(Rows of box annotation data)
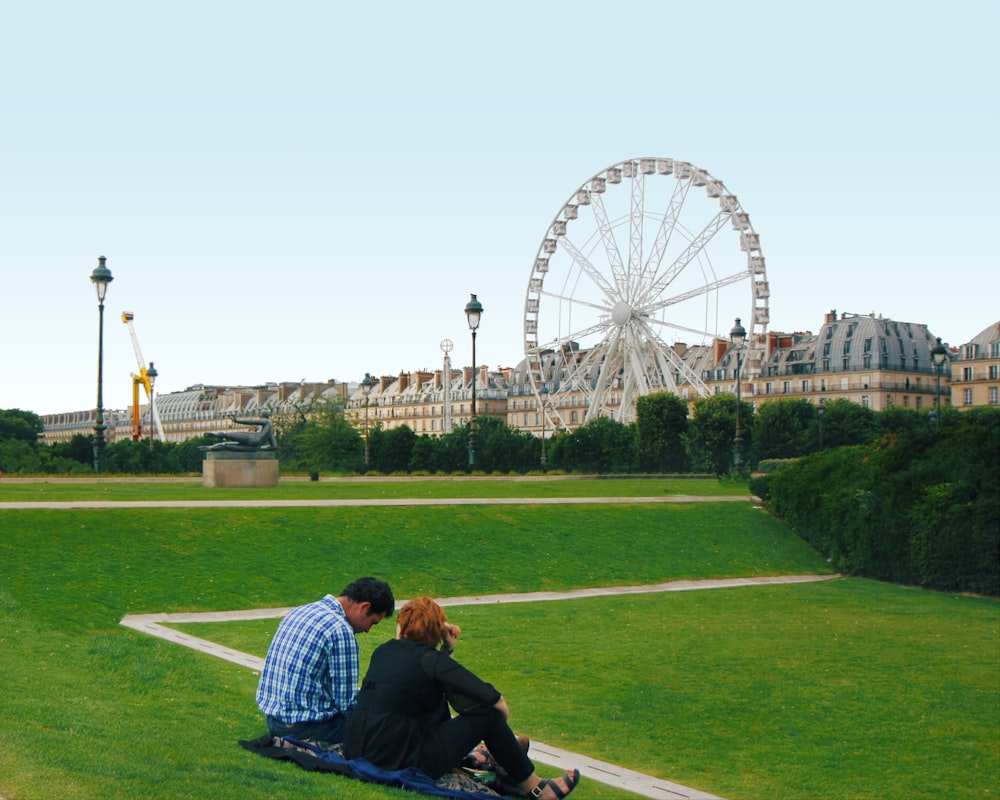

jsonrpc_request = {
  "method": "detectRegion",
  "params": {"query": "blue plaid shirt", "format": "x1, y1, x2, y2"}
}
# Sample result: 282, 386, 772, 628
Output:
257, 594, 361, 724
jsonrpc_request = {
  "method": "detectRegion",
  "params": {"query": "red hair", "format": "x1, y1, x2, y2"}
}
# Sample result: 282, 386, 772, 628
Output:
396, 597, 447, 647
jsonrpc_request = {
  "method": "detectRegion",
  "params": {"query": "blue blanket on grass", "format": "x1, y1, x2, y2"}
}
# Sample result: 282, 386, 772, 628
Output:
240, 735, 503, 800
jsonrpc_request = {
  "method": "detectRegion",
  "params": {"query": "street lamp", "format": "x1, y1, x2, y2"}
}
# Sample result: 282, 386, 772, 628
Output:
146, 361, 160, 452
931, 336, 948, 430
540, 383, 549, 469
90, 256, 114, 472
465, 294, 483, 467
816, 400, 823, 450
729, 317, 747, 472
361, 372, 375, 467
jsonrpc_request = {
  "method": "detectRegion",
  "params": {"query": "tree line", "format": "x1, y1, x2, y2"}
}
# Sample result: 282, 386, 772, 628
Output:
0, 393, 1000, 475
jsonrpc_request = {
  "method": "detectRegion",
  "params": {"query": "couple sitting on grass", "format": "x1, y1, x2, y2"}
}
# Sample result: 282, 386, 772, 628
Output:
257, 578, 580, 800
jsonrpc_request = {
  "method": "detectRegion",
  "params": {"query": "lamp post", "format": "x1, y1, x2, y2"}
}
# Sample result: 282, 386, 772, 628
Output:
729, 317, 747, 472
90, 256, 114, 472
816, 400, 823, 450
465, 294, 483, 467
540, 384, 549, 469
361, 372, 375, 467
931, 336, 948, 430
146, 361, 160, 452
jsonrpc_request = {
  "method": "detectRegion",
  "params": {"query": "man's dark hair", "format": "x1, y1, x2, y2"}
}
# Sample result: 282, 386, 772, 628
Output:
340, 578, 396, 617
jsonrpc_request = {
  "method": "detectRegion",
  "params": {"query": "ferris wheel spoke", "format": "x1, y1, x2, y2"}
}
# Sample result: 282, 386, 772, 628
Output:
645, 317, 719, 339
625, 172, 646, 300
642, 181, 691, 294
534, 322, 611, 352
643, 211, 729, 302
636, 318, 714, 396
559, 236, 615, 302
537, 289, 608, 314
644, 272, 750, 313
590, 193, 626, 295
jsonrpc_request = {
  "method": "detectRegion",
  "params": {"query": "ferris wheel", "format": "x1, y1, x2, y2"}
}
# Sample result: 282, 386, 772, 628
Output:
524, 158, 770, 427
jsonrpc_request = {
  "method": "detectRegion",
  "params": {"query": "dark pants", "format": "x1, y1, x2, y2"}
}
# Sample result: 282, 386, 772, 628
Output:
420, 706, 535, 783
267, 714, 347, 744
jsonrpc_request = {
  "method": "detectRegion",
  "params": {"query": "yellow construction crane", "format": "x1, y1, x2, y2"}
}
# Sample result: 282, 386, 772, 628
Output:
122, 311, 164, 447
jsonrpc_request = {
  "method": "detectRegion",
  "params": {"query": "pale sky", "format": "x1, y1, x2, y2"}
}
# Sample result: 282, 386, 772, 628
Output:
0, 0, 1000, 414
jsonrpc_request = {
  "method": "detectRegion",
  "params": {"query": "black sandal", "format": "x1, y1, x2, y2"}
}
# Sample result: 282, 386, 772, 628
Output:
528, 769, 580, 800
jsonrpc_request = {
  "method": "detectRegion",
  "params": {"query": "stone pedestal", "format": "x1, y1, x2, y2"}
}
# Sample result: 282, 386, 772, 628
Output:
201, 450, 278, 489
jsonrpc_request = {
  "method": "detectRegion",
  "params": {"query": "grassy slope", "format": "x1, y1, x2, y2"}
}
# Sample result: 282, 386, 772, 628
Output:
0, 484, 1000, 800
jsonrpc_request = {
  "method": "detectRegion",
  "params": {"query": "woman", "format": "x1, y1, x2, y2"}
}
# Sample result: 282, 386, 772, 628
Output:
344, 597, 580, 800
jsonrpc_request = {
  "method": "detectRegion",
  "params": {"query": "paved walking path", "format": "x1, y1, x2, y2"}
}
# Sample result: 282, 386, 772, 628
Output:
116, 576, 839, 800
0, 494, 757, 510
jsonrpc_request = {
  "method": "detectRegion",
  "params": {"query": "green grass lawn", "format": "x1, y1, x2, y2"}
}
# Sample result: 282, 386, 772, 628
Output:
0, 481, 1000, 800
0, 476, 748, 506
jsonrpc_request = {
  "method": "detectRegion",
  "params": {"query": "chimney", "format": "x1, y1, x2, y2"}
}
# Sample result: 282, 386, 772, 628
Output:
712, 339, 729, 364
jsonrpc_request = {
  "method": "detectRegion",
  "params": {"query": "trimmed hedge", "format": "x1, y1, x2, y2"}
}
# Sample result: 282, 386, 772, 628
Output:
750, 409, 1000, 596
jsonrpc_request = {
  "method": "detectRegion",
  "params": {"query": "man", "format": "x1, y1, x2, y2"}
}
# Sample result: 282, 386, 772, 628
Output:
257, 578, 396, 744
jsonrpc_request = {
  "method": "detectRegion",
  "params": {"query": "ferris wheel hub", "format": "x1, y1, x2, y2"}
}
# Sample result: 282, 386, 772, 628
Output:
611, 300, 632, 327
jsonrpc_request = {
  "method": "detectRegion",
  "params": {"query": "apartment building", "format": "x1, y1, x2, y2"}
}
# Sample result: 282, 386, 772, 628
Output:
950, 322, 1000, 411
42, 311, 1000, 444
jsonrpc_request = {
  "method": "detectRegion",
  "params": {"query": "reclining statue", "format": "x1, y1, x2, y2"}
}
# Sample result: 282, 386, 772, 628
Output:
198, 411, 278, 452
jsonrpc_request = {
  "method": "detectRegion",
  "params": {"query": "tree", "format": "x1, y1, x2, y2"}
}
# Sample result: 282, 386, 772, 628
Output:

REQUIREMENTS: Lay out the lines above as a numbered list, beginning at the start of the lines and stopping after the line that has "240, 735, 503, 800", with blank lines dropped. Leave the pictures out of your answer.

SOLUTION BELOW:
1. jsonrpc_request = {
2.   "method": "detectRegion",
3.   "params": {"query": "blue plaid shirt", "format": "x1, y1, x2, y2"}
4. }
5. # Sample result: 282, 386, 772, 628
6. Output:
7. 257, 594, 361, 724
8. jsonrpc_request = {
9.   "method": "detectRegion",
10.   "params": {"query": "red hair", "format": "x1, y1, x2, y2"}
11. }
12. # Sample result: 282, 386, 772, 628
13. Output:
14. 396, 597, 447, 647
15. jsonrpc_request = {
16.   "method": "detectRegion",
17.   "params": {"query": "blue blanket on grass", "format": "x1, y1, x2, y2"}
18. }
19. # Sample result: 282, 386, 772, 628
20. Output:
21. 240, 735, 503, 800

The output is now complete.